How to complete this task:
Pictures aside, repeat all the entries below exactly as they appear.

Source data:
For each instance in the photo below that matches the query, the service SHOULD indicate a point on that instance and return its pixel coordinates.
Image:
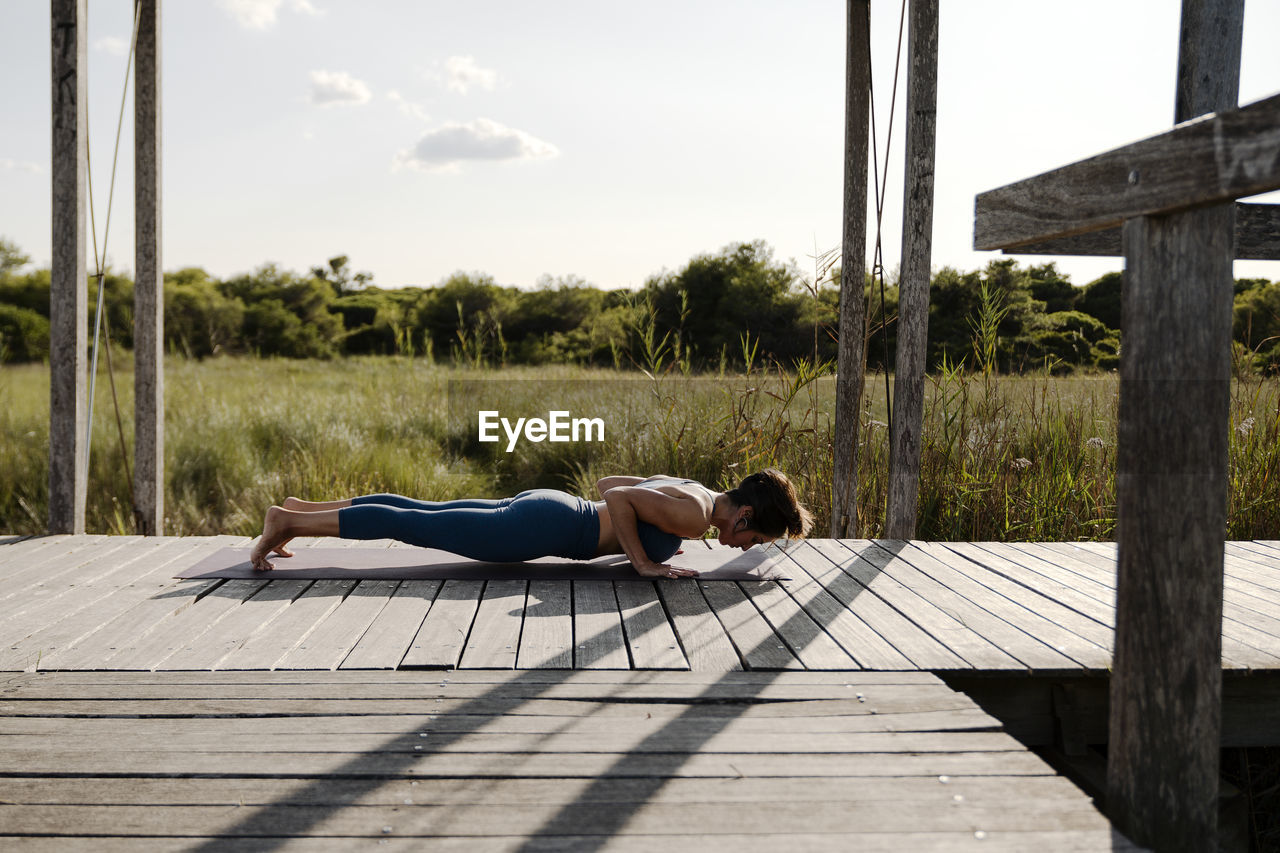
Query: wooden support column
(913, 310)
(149, 284)
(68, 306)
(851, 356)
(1171, 484)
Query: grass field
(1002, 457)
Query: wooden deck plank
(650, 638)
(273, 641)
(1059, 842)
(33, 601)
(867, 565)
(516, 792)
(1019, 632)
(1248, 635)
(858, 621)
(547, 639)
(90, 609)
(63, 559)
(652, 821)
(236, 628)
(178, 626)
(128, 628)
(412, 680)
(814, 647)
(753, 637)
(629, 739)
(1015, 762)
(19, 548)
(702, 637)
(388, 638)
(965, 719)
(443, 633)
(1087, 576)
(1084, 638)
(1246, 583)
(494, 639)
(1270, 550)
(534, 760)
(1235, 653)
(325, 647)
(598, 638)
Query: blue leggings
(539, 523)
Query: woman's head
(771, 505)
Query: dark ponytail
(776, 509)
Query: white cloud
(461, 73)
(337, 87)
(407, 108)
(447, 147)
(21, 165)
(260, 14)
(112, 45)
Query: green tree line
(718, 310)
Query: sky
(592, 138)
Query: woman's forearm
(622, 514)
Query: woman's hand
(662, 570)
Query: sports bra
(659, 544)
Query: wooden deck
(959, 609)
(824, 712)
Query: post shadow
(647, 766)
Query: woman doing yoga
(643, 518)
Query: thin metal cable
(881, 188)
(100, 272)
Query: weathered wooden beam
(851, 356)
(1171, 468)
(68, 306)
(1232, 154)
(149, 279)
(913, 311)
(1257, 237)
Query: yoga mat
(417, 564)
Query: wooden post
(913, 308)
(68, 306)
(851, 356)
(149, 284)
(1171, 486)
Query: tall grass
(1001, 457)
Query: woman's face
(739, 534)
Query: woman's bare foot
(274, 537)
(298, 505)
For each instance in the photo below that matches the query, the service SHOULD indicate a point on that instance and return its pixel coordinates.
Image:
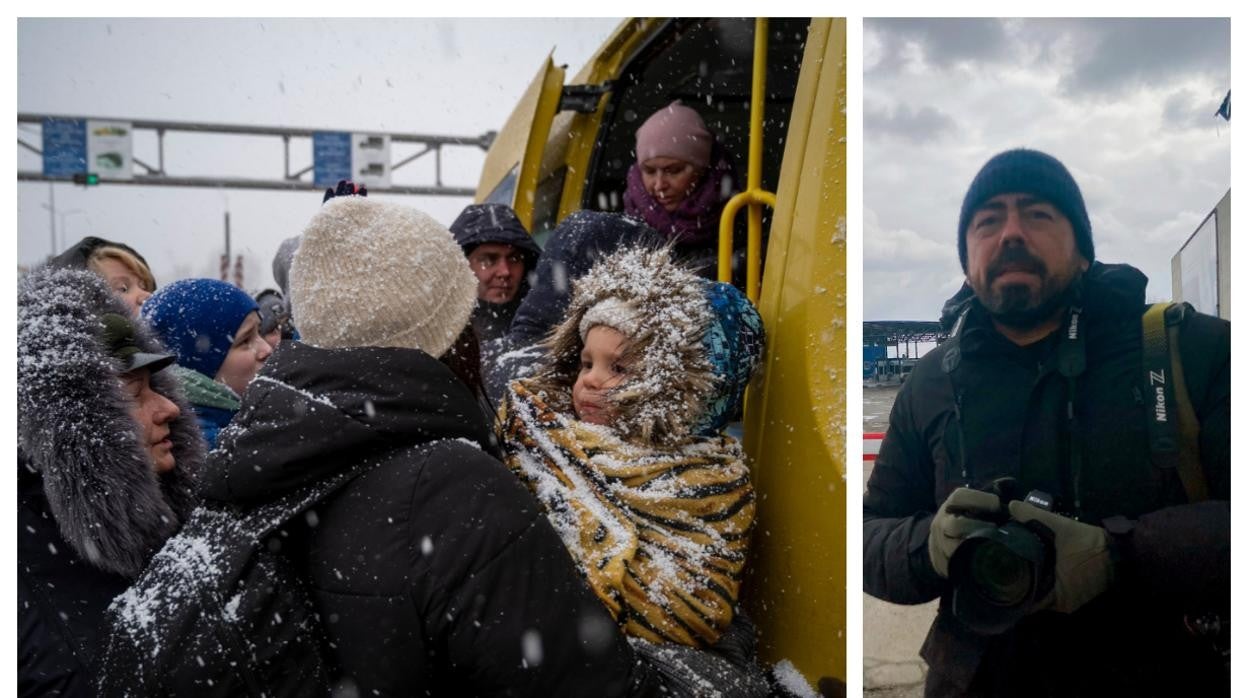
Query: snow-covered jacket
(90, 507)
(434, 571)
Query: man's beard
(1016, 305)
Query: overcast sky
(1127, 105)
(411, 75)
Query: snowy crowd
(433, 462)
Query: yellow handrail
(754, 195)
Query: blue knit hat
(1027, 171)
(734, 346)
(197, 320)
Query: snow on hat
(734, 346)
(674, 131)
(1035, 172)
(613, 312)
(376, 274)
(197, 320)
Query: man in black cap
(1027, 478)
(502, 254)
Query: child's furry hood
(670, 377)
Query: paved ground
(891, 633)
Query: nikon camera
(1000, 575)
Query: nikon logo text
(1157, 378)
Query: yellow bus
(775, 90)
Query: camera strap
(1071, 362)
(1173, 430)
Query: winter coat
(90, 507)
(573, 247)
(433, 571)
(78, 255)
(980, 407)
(694, 225)
(214, 402)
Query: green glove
(1083, 567)
(962, 513)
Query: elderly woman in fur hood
(105, 448)
(619, 437)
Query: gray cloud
(1141, 140)
(942, 43)
(916, 126)
(1130, 53)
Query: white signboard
(109, 149)
(370, 160)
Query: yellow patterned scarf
(660, 535)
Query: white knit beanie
(380, 275)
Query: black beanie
(1027, 171)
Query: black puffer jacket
(90, 508)
(434, 571)
(1012, 403)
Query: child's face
(599, 372)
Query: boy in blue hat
(214, 329)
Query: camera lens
(999, 576)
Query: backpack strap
(1173, 428)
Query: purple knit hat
(675, 131)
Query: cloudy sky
(1127, 105)
(411, 75)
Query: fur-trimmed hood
(75, 431)
(670, 376)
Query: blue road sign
(65, 146)
(331, 157)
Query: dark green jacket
(980, 407)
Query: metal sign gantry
(156, 175)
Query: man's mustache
(1015, 259)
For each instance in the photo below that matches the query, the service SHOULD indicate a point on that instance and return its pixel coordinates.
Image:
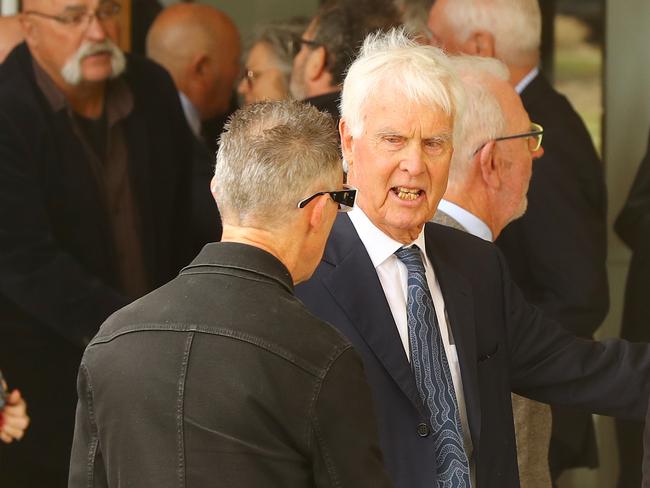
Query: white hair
(71, 71)
(483, 119)
(515, 24)
(400, 66)
(272, 155)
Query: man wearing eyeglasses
(488, 181)
(223, 378)
(557, 251)
(94, 197)
(444, 333)
(328, 46)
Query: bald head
(11, 34)
(199, 46)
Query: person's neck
(284, 250)
(518, 73)
(87, 100)
(476, 203)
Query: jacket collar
(243, 257)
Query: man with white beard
(94, 195)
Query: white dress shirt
(469, 221)
(393, 277)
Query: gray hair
(515, 24)
(421, 74)
(271, 156)
(483, 118)
(282, 38)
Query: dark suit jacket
(503, 343)
(557, 251)
(223, 378)
(58, 272)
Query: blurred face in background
(262, 80)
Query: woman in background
(268, 60)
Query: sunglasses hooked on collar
(344, 198)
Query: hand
(13, 418)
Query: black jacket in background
(222, 378)
(557, 251)
(58, 271)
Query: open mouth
(408, 194)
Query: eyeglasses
(345, 198)
(81, 18)
(535, 137)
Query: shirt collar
(471, 222)
(379, 246)
(191, 114)
(525, 81)
(119, 99)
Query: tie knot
(411, 257)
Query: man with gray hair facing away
(222, 378)
(557, 251)
(488, 180)
(444, 333)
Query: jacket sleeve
(86, 462)
(634, 219)
(37, 275)
(551, 365)
(345, 443)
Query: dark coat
(504, 344)
(58, 272)
(557, 251)
(633, 226)
(223, 378)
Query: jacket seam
(313, 428)
(94, 434)
(180, 412)
(251, 339)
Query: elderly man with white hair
(444, 333)
(94, 201)
(488, 180)
(557, 251)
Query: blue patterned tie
(432, 375)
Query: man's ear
(316, 63)
(316, 212)
(480, 43)
(489, 164)
(347, 143)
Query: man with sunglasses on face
(488, 181)
(329, 45)
(222, 377)
(94, 196)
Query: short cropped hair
(515, 24)
(393, 61)
(271, 156)
(342, 25)
(483, 119)
(283, 38)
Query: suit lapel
(354, 284)
(457, 295)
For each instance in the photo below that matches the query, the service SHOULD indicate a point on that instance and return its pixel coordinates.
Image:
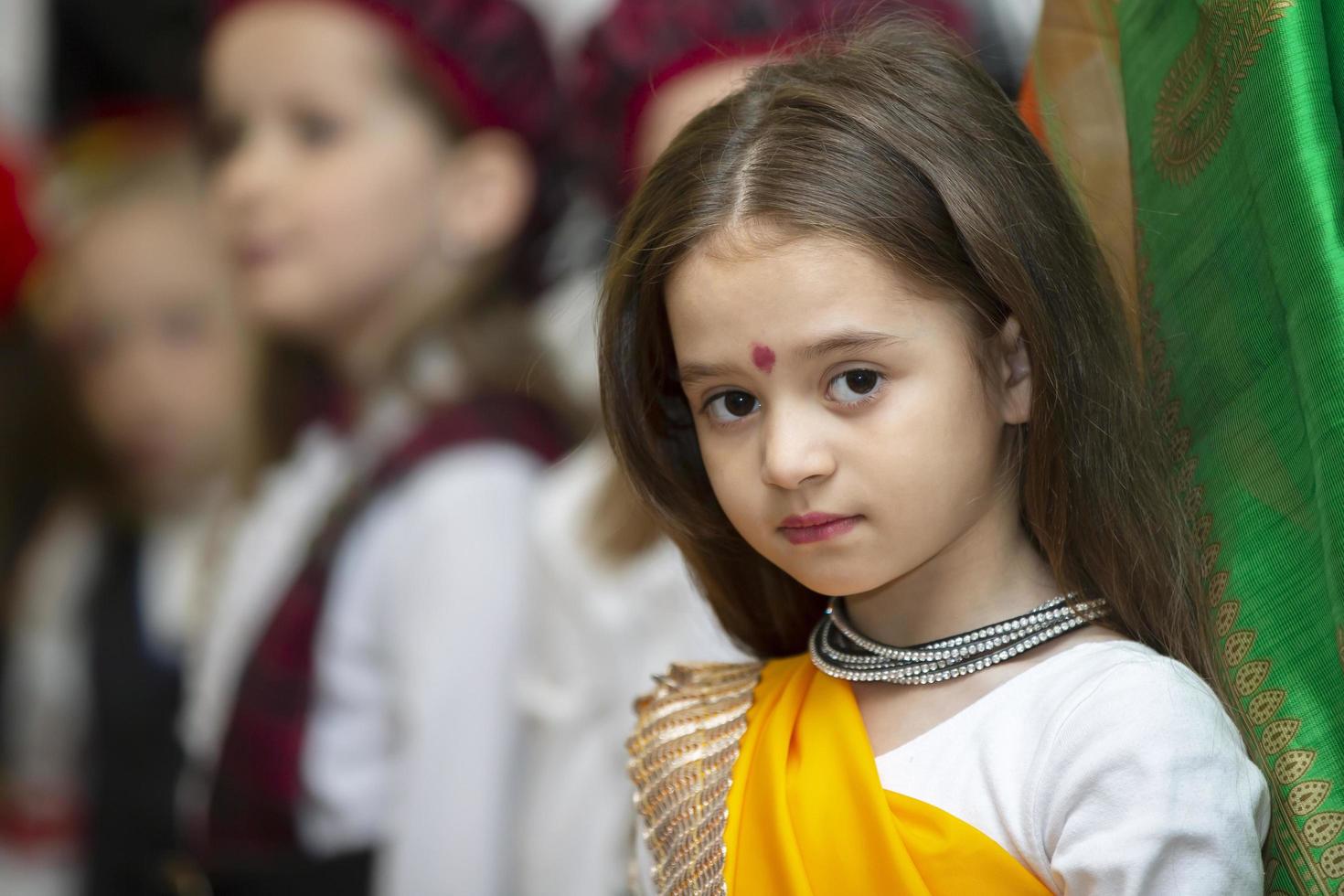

Result of this task:
For each instance in the photo below that matches the query, the service SHOULD indicate a point on that instance and return its pixel coordinates.
Image:
Query: wooden support column
(913, 310)
(149, 284)
(68, 306)
(851, 356)
(1171, 484)
Query: grass field
(1002, 457)
Query: wooden deck plank
(650, 638)
(273, 641)
(1059, 842)
(33, 601)
(867, 565)
(516, 792)
(1019, 632)
(1248, 635)
(858, 621)
(547, 639)
(90, 609)
(63, 559)
(652, 821)
(236, 628)
(178, 626)
(128, 628)
(412, 680)
(814, 647)
(753, 637)
(629, 739)
(1015, 762)
(19, 548)
(702, 637)
(388, 638)
(965, 719)
(443, 633)
(1087, 576)
(1084, 638)
(1246, 583)
(494, 639)
(1270, 550)
(534, 760)
(1235, 653)
(325, 647)
(598, 638)
Query: blue leggings
(539, 523)
Query: woman's head
(771, 505)
Query: dark ponytail
(776, 509)
Query: white cloud
(461, 73)
(337, 87)
(407, 108)
(447, 147)
(21, 165)
(260, 14)
(112, 45)
Query: green tree line
(718, 310)
Query: sky
(592, 138)
Query: woman's forearm
(622, 514)
Query: woman's hand
(662, 570)
Query: sports bra
(659, 544)
Query: wooden deck
(959, 609)
(824, 712)
Query: post shadow
(647, 766)
Query: woman doing yoga
(643, 518)
Query: thin metal cable
(881, 188)
(100, 272)
Query: weathered wooden beam
(851, 356)
(1171, 468)
(68, 306)
(1232, 154)
(149, 279)
(913, 311)
(1257, 237)
Query: yoga mat
(417, 564)
Query: wooden post
(913, 308)
(68, 306)
(851, 356)
(149, 284)
(1171, 486)
Query: tall grass
(1001, 457)
Query: woman's face
(739, 534)
Query: woman's bare foot
(274, 537)
(298, 505)
For each instance in the photo below that matches the query, the service SHOULD indicate a point on that instance and return its pixel coordinates.
Image:
Query: snow-covered jacket
(90, 507)
(434, 571)
Query: man's beard
(1016, 305)
Query: overcast sky
(1127, 105)
(411, 75)
Query: snowy crowd
(433, 462)
Query: yellow handrail
(754, 195)
Query: blue knit hat
(1027, 171)
(734, 346)
(197, 320)
Query: snow on hat
(734, 346)
(674, 131)
(1035, 172)
(613, 312)
(376, 274)
(197, 320)
Query: man in black cap
(1027, 478)
(502, 254)
Query: child's furry hood
(670, 377)
Query: paved ground
(891, 633)
Query: nikon camera
(1000, 575)
Query: nikon logo text
(1157, 378)
Query: yellow bus
(775, 90)
Query: camera strap
(1071, 362)
(1173, 430)
Query: winter coat
(90, 507)
(573, 247)
(433, 571)
(78, 255)
(980, 407)
(694, 225)
(214, 402)
Query: green glove
(1083, 567)
(962, 513)
Query: elderly woman in fur hood
(105, 448)
(619, 437)
Query: gray cloud
(1141, 140)
(942, 43)
(916, 126)
(1130, 53)
Query: white signboard
(109, 149)
(370, 160)
Query: yellow patterned scarf
(660, 535)
Query: white knit beanie
(380, 275)
Query: black beanie
(1027, 171)
Query: black puffer jacket
(90, 508)
(434, 571)
(1012, 403)
Query: child's face
(599, 372)
Query: boy in blue hat
(214, 329)
Query: camera lens
(999, 576)
Query: backpack strap
(1173, 428)
Query: purple knit hat
(675, 131)
Query: cloudy sky
(1127, 105)
(411, 75)
Query: fur-trimmed hood
(75, 431)
(670, 376)
Query: blue road sign
(65, 146)
(331, 157)
Query: dark green jacket
(980, 407)
Query: metal sign gantry
(156, 175)
Query: man's mustache
(1015, 259)
For each instance in the photo below that matches the query, the service SHOULD indicate a point on that instance and return its pixel coordinates.
Image:
Query: white hair
(71, 71)
(483, 119)
(515, 24)
(400, 66)
(272, 155)
Query: man wearing eyeglasses
(488, 181)
(223, 378)
(557, 251)
(94, 197)
(444, 333)
(328, 46)
Query: bald head
(11, 34)
(199, 46)
Query: person's neck
(284, 250)
(518, 73)
(87, 100)
(476, 203)
Query: jacket collar
(243, 257)
Query: man with white beard
(94, 195)
Query: white dress shirt
(469, 221)
(393, 277)
Query: gray hair
(515, 24)
(421, 74)
(271, 156)
(483, 118)
(282, 38)
Query: dark suit jacket
(503, 343)
(557, 251)
(223, 378)
(58, 272)
Query: blurred face in background
(262, 80)
Query: woman in background
(268, 60)
Query: sunglasses hooked on collar
(344, 198)
Query: hand
(13, 418)
Query: black jacket in background
(222, 378)
(557, 251)
(58, 271)
Query: open mouth
(408, 194)
Query: eyeglasses
(345, 198)
(81, 18)
(535, 137)
Query: shirt collar
(471, 222)
(379, 246)
(191, 114)
(525, 81)
(119, 99)
Query: tie knot
(411, 257)
Query: man with gray hair facing away
(222, 378)
(557, 251)
(488, 180)
(444, 333)
Query: jacket sleeve
(86, 462)
(634, 219)
(37, 275)
(551, 365)
(345, 443)
Query: dark coat
(504, 344)
(58, 272)
(557, 251)
(633, 226)
(223, 378)
Query: jacket seam
(313, 428)
(94, 434)
(180, 412)
(251, 339)
Query: elderly man with white hair
(444, 333)
(94, 201)
(488, 180)
(557, 251)
Query: blue patterned tie
(432, 375)
Query: man's ear
(316, 63)
(316, 212)
(480, 43)
(489, 164)
(347, 143)
Query: man with sunglasses on face
(488, 181)
(329, 45)
(222, 377)
(94, 196)
Query: short cropped hair
(515, 24)
(393, 61)
(271, 156)
(342, 25)
(483, 119)
(283, 38)
Query: suit lapel
(354, 284)
(457, 295)
For each instance in the photo below that matches the query, the service SHOULD indicate a point on that instance and return its pixel coordinates.
Image:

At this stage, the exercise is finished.